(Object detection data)
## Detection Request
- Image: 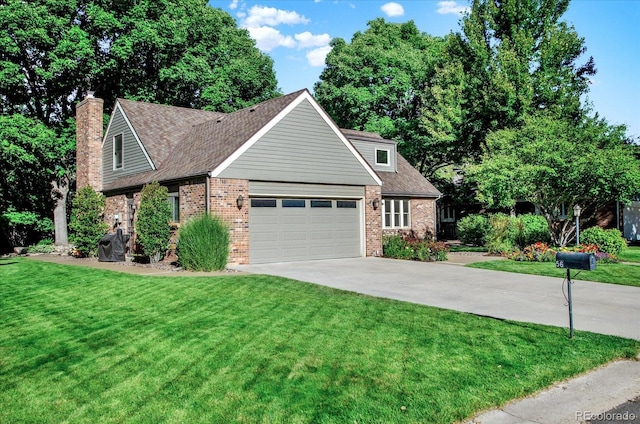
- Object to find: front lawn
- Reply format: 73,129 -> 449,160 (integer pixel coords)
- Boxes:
620,246 -> 640,262
0,259 -> 640,423
467,260 -> 640,287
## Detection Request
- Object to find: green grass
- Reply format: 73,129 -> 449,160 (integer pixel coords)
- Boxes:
467,260 -> 640,287
0,259 -> 640,423
620,246 -> 640,262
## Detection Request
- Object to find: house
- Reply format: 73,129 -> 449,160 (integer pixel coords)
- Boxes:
76,90 -> 440,264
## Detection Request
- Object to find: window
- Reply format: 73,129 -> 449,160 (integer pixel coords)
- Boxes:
336,200 -> 357,209
251,199 -> 276,208
311,200 -> 332,208
282,199 -> 305,208
168,193 -> 180,222
440,206 -> 456,222
382,199 -> 411,228
113,134 -> 122,169
376,149 -> 389,165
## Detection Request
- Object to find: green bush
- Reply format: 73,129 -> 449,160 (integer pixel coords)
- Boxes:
457,214 -> 491,246
580,226 -> 627,256
176,215 -> 229,271
136,182 -> 171,262
516,213 -> 551,248
382,234 -> 413,259
382,235 -> 448,262
69,186 -> 109,257
27,239 -> 56,253
487,213 -> 521,254
0,208 -> 53,247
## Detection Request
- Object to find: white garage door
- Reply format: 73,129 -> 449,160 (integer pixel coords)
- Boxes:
249,197 -> 362,264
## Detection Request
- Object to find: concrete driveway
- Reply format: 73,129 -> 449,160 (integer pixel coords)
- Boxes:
234,258 -> 640,340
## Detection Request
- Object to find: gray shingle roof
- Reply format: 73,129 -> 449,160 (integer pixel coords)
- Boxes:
341,128 -> 442,197
103,90 -> 305,191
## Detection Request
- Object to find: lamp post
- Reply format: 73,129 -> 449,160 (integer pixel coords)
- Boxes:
573,203 -> 582,247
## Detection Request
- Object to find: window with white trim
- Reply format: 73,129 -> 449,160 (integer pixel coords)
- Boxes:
167,193 -> 180,222
440,206 -> 456,222
382,199 -> 411,228
376,149 -> 391,165
113,134 -> 123,169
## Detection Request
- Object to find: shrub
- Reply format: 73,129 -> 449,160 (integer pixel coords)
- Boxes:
457,214 -> 491,246
136,182 -> 171,262
0,208 -> 53,247
487,213 -> 520,254
382,235 -> 448,262
69,186 -> 109,257
516,213 -> 551,248
27,239 -> 56,253
580,226 -> 627,256
382,234 -> 413,259
507,242 -> 556,262
176,215 -> 229,271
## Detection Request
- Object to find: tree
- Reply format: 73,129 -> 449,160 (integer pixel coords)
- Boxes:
136,182 -> 171,262
470,114 -> 640,246
0,0 -> 279,245
456,0 -> 596,146
314,19 -> 444,174
69,186 -> 108,257
0,115 -> 62,247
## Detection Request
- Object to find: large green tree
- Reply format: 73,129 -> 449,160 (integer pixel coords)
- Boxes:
448,0 -> 596,151
0,0 -> 278,247
470,113 -> 640,246
315,19 -> 444,173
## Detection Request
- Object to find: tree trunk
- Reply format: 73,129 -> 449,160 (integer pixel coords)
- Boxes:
51,177 -> 69,247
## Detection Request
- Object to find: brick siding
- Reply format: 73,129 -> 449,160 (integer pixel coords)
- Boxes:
364,186 -> 382,256
76,97 -> 104,192
381,199 -> 436,239
209,178 -> 249,264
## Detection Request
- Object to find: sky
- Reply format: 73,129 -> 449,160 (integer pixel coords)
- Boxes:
209,0 -> 640,138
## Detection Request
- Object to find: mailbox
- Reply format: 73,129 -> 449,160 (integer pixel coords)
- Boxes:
556,252 -> 596,271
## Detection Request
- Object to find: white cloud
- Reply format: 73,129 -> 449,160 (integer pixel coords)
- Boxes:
380,2 -> 404,18
438,1 -> 470,15
243,6 -> 310,28
306,46 -> 331,66
294,31 -> 331,49
247,26 -> 296,52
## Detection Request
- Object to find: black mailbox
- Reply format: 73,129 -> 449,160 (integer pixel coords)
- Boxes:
556,252 -> 596,271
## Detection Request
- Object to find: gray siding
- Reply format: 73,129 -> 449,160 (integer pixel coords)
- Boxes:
351,140 -> 398,172
102,108 -> 152,185
249,181 -> 364,199
219,100 -> 377,185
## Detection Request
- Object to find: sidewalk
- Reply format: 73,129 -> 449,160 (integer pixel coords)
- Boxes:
464,356 -> 640,424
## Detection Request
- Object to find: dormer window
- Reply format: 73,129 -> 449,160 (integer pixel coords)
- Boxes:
376,149 -> 391,166
113,134 -> 122,169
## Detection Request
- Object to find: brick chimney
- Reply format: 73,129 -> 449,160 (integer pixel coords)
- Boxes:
76,91 -> 104,192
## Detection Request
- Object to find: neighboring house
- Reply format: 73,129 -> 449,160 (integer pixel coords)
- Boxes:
76,90 -> 440,264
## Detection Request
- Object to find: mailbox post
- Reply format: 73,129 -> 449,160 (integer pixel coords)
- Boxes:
573,203 -> 582,246
556,252 -> 596,339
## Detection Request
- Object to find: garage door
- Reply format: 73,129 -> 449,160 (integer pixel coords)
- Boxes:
249,197 -> 362,264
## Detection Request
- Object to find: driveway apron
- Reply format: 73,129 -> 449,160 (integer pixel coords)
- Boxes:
234,258 -> 640,340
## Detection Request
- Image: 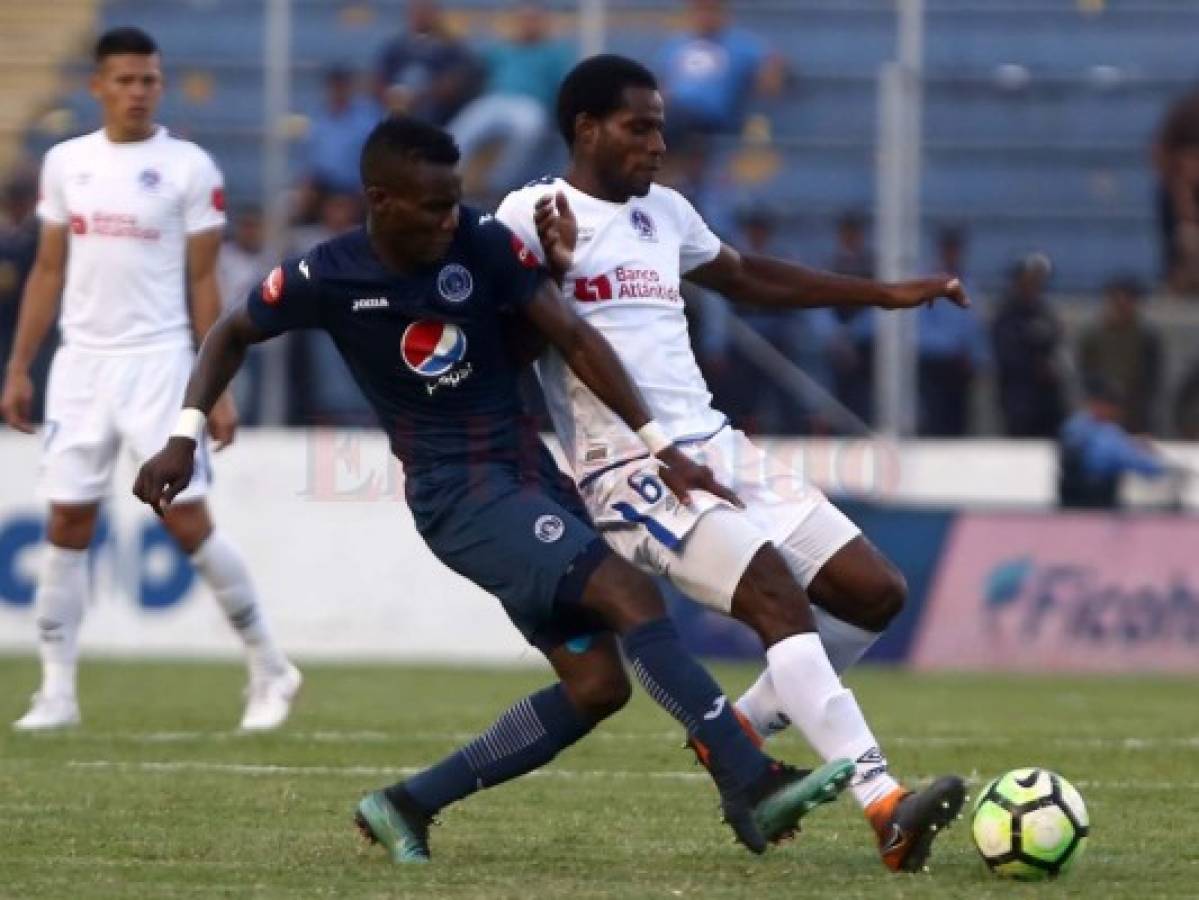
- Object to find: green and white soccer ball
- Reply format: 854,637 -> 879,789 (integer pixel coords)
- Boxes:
971,768 -> 1090,881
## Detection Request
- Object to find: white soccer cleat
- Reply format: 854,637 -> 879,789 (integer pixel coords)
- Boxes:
12,691 -> 80,731
241,663 -> 303,731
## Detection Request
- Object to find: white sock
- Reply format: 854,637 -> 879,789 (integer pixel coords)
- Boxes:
812,604 -> 881,675
34,544 -> 91,697
192,531 -> 288,675
736,605 -> 880,737
734,669 -> 791,737
766,633 -> 897,809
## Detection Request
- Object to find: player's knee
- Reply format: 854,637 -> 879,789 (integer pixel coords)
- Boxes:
46,506 -> 98,550
733,548 -> 815,647
584,555 -> 667,633
568,670 -> 633,721
863,563 -> 908,632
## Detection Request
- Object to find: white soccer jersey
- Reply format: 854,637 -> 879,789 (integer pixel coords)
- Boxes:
37,127 -> 224,352
495,179 -> 725,481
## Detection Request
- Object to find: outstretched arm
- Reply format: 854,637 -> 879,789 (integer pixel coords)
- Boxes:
133,306 -> 270,515
524,278 -> 741,506
685,244 -> 970,309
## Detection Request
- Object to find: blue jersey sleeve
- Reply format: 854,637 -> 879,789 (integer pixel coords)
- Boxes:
246,258 -> 321,334
478,218 -> 549,313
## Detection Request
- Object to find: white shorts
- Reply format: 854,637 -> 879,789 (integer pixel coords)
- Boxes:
38,346 -> 212,503
582,427 -> 861,612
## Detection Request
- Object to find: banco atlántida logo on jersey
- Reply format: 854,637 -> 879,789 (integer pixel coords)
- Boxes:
400,321 -> 471,397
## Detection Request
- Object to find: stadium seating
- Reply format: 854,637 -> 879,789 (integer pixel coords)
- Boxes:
34,0 -> 1199,291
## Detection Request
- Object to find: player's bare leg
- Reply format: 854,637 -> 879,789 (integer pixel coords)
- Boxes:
13,503 -> 100,731
163,500 -> 302,731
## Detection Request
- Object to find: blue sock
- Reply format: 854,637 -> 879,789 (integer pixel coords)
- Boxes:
621,618 -> 771,787
400,683 -> 595,815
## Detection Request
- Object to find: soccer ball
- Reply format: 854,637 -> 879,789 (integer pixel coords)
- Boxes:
971,768 -> 1090,881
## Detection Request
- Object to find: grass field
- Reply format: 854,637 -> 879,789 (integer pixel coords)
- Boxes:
0,659 -> 1199,899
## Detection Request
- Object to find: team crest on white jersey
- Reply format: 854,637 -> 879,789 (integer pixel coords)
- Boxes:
628,210 -> 658,241
438,262 -> 475,303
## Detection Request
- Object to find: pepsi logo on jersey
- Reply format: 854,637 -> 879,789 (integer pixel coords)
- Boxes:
400,320 -> 466,377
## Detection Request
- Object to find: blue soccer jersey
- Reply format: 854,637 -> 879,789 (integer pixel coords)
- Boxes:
247,207 -> 608,648
247,207 -> 546,478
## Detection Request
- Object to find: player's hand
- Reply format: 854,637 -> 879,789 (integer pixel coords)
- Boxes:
881,274 -> 970,309
133,436 -> 195,515
209,391 -> 239,453
0,372 -> 34,434
658,447 -> 745,509
532,191 -> 579,277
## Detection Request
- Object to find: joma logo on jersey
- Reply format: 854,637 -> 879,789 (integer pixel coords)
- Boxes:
350,297 -> 391,313
628,210 -> 658,241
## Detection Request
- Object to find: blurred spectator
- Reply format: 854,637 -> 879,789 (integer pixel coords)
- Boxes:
657,0 -> 787,140
992,254 -> 1065,437
307,66 -> 382,193
450,2 -> 576,194
291,192 -> 363,253
916,228 -> 990,437
821,212 -> 875,424
1153,90 -> 1199,294
289,194 -> 376,428
1174,358 -> 1199,441
712,204 -> 807,434
1058,380 -> 1170,509
0,170 -> 58,422
217,206 -> 273,425
375,0 -> 482,126
1078,277 -> 1162,434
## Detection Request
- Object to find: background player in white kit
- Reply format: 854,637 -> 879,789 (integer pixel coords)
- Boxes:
0,29 -> 301,731
496,55 -> 968,871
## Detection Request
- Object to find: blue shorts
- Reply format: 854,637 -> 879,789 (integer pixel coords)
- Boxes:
408,448 -> 611,652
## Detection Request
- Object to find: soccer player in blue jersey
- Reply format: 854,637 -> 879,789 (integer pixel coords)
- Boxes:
134,117 -> 854,863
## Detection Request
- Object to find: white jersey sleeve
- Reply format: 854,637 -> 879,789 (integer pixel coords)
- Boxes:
670,191 -> 721,274
183,147 -> 225,235
495,185 -> 553,265
37,146 -> 71,225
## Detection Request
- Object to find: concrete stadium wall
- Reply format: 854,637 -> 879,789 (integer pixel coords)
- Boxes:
0,431 -> 1199,671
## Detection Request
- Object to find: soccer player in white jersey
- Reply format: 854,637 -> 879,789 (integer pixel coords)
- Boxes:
0,28 -> 301,731
496,55 -> 966,871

▸ **WHAT IS REQUIRED**
Please identify every line above that contains the string "blue", and copy each one.

▸ **RESPONSE**
- Object to find: blue jersey sleeve
- Object to find: blue sock
- Object to find: blue soccer jersey
- Object to find: blue shorts
- Object to find: soccer player in blue jersey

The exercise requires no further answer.